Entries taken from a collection
◆ ◆ ◆ ◆
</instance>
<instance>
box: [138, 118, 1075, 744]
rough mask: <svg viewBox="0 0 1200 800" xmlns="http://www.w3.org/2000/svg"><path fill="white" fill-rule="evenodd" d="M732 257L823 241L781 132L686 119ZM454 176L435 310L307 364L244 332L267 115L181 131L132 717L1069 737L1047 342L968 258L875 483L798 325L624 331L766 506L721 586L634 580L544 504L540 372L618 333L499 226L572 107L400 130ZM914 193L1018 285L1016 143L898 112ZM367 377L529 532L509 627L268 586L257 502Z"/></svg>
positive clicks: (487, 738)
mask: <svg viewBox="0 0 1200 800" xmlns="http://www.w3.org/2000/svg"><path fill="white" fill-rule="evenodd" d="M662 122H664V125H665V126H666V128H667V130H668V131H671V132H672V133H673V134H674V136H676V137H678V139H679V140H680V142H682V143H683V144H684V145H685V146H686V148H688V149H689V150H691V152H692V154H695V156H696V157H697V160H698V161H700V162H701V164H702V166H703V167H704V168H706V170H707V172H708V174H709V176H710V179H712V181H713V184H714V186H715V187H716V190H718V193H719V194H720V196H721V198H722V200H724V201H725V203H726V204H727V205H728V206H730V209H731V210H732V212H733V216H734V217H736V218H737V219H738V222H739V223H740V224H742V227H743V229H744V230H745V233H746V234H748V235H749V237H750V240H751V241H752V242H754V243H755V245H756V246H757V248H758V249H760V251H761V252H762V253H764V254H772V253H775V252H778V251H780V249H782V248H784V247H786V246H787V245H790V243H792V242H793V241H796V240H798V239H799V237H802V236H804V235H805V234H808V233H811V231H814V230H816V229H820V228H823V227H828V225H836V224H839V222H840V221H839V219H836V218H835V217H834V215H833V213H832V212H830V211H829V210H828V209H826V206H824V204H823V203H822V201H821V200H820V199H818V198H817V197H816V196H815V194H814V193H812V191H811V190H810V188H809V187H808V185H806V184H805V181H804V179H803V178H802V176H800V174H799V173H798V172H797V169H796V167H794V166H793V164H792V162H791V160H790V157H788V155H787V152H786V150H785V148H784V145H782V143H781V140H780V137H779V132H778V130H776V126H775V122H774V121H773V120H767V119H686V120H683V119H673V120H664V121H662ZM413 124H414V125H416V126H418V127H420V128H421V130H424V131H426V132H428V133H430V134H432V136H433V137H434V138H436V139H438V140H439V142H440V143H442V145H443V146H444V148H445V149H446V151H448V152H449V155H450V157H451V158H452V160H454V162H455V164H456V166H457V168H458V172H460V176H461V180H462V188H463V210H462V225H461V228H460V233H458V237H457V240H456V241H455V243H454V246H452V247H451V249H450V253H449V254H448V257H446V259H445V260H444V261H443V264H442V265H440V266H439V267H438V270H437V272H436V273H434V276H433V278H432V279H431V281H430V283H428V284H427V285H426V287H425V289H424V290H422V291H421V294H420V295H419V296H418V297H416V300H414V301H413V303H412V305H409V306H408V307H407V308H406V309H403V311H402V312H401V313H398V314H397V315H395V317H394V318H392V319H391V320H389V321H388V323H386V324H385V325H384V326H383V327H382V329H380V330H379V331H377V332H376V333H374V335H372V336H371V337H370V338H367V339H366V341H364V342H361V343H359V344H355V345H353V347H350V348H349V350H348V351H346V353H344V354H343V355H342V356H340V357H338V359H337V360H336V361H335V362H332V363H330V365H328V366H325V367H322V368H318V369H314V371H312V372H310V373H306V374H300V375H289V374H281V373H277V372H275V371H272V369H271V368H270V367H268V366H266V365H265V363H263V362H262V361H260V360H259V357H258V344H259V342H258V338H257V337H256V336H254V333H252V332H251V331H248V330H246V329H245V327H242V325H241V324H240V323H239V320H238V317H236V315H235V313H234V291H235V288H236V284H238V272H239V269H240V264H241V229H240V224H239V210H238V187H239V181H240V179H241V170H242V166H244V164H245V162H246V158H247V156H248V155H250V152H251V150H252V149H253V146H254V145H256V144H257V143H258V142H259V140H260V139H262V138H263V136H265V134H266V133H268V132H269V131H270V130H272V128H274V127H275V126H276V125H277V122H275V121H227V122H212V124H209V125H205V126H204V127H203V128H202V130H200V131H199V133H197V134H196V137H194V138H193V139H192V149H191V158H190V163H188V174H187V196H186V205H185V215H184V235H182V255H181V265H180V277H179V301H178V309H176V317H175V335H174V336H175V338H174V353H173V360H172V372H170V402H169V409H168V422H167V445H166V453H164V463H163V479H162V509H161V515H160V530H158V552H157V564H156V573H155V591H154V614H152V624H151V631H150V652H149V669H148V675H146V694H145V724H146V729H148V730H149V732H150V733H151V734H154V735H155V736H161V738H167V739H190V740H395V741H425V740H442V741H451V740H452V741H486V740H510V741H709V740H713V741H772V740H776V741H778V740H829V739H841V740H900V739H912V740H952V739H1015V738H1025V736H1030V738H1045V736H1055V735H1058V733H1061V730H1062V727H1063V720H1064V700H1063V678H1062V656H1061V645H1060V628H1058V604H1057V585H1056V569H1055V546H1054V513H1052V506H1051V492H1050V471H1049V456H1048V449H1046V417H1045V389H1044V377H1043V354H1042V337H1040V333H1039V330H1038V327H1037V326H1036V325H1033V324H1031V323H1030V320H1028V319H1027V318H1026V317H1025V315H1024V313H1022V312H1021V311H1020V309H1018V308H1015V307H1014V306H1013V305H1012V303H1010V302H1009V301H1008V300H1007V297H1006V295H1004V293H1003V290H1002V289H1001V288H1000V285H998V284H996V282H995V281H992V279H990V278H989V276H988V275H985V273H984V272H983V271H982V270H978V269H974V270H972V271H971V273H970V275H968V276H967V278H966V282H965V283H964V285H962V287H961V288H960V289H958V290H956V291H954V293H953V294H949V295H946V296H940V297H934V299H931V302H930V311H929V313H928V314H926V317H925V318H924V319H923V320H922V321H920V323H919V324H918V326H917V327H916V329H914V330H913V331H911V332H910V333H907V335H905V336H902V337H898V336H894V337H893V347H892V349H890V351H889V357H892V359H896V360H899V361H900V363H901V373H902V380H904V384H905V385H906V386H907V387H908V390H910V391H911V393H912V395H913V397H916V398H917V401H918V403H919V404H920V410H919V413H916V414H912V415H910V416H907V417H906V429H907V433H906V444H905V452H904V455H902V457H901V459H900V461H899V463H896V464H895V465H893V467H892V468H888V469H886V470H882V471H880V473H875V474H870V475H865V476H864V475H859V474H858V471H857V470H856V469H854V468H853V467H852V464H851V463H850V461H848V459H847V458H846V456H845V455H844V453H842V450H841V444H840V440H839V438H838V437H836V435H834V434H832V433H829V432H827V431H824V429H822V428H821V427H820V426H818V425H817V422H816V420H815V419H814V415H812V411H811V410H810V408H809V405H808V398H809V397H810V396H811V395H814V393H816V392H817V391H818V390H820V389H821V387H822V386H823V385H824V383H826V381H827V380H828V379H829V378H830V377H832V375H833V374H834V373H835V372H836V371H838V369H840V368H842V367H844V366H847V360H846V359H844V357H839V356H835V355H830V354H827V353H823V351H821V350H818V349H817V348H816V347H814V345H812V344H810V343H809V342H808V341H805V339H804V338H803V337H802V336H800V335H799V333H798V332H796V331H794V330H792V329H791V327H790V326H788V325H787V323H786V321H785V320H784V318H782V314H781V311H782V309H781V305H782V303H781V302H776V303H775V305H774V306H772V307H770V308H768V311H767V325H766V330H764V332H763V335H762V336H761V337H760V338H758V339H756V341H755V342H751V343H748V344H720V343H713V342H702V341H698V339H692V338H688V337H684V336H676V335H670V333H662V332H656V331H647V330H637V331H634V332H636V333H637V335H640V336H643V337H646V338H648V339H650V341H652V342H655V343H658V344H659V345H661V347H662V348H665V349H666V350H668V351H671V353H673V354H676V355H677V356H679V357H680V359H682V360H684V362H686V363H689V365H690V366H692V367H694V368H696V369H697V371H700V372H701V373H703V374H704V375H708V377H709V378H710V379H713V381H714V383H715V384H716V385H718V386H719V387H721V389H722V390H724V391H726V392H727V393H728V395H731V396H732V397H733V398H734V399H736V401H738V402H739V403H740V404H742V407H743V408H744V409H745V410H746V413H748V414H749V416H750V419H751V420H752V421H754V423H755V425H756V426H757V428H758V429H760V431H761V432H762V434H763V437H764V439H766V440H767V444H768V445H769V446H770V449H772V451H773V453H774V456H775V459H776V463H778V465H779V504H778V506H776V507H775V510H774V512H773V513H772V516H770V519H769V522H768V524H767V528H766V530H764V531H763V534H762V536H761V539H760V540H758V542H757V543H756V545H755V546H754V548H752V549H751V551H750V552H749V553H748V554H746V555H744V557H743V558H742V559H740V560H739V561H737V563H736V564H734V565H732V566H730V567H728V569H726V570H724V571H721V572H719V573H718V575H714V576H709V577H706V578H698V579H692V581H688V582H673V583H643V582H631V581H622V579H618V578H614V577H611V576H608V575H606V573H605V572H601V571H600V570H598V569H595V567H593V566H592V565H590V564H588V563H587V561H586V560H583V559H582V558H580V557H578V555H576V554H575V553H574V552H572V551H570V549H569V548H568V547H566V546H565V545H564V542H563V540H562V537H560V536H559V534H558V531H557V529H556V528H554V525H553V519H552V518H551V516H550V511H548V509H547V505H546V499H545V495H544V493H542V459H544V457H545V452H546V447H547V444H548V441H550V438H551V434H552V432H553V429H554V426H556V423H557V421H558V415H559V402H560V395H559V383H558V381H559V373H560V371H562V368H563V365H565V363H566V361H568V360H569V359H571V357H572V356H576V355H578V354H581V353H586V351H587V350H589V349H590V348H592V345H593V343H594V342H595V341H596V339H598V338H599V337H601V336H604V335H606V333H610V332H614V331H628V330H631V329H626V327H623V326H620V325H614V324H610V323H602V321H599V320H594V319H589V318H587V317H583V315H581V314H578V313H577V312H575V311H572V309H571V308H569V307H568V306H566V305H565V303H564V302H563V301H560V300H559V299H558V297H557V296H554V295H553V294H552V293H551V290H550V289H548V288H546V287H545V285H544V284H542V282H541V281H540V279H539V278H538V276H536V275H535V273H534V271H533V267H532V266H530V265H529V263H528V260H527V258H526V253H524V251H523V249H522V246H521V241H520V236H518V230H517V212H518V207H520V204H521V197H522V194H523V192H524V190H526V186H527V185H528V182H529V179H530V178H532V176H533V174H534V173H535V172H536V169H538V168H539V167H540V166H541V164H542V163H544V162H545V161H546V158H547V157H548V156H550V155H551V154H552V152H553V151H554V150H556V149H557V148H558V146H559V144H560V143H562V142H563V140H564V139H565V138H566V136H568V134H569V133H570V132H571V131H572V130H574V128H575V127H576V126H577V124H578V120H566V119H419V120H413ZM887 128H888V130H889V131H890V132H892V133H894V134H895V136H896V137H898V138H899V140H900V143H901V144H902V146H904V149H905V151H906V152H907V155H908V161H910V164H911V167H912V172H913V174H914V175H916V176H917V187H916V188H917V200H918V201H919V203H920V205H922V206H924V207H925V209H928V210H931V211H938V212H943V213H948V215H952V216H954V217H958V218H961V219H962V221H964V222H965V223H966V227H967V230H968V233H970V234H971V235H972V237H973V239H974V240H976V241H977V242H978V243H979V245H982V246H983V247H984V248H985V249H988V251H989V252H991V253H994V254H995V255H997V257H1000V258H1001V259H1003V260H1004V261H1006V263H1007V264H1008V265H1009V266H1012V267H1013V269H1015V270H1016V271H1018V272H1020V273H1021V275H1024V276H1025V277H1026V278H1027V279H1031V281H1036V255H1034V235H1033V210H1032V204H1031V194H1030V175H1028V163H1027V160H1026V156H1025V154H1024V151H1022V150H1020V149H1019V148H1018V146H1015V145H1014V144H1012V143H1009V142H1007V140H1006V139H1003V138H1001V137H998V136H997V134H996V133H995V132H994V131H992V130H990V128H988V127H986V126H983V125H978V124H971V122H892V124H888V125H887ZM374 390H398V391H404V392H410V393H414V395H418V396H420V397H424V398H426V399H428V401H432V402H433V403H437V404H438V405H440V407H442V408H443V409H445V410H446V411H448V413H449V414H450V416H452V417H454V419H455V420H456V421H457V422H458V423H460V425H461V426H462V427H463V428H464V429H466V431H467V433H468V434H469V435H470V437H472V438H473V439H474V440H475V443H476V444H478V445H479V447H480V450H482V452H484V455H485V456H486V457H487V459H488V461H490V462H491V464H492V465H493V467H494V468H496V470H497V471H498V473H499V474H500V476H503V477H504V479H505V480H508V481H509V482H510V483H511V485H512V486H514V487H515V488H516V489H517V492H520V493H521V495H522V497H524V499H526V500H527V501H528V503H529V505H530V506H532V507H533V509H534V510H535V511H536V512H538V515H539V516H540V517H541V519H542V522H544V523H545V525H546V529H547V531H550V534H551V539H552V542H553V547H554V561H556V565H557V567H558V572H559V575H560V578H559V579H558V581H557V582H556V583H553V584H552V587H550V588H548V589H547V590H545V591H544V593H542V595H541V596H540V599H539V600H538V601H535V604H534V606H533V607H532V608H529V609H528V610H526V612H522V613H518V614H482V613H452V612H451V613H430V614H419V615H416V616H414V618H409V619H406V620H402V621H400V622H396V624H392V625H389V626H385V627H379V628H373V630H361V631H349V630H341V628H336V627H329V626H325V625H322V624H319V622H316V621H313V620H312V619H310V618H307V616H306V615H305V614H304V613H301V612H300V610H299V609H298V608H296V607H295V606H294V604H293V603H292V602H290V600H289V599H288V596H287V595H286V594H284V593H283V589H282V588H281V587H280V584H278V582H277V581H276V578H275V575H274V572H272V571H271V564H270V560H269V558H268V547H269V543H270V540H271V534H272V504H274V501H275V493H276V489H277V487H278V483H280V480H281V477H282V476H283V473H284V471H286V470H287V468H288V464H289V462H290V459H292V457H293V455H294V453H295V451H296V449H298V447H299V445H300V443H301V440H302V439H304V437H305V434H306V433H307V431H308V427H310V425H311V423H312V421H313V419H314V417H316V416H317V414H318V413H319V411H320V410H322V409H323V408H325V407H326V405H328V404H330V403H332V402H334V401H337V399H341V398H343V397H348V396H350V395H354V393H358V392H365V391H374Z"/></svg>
◆ ◆ ◆ ◆
#### [Work to be completed]
The answer should consist of the lines from the first line of the entries through the line with "rough mask: <svg", copied exactly.

#### [Finished exercise]
</instance>
<instance>
box: [138, 118, 1075, 744]
rough mask: <svg viewBox="0 0 1200 800" xmlns="http://www.w3.org/2000/svg"><path fill="white" fill-rule="evenodd" d="M732 257L823 241L781 132L686 119ZM454 176L435 310L307 364L244 332L267 115L181 131L132 717L1069 737L1047 342L968 258L875 483L798 325L624 331L766 506L721 586L634 580L544 504L540 372L618 333L499 226L572 107L400 130ZM914 193L1018 285L1016 143L898 112ZM367 377L529 532L509 627L268 586L257 502Z"/></svg>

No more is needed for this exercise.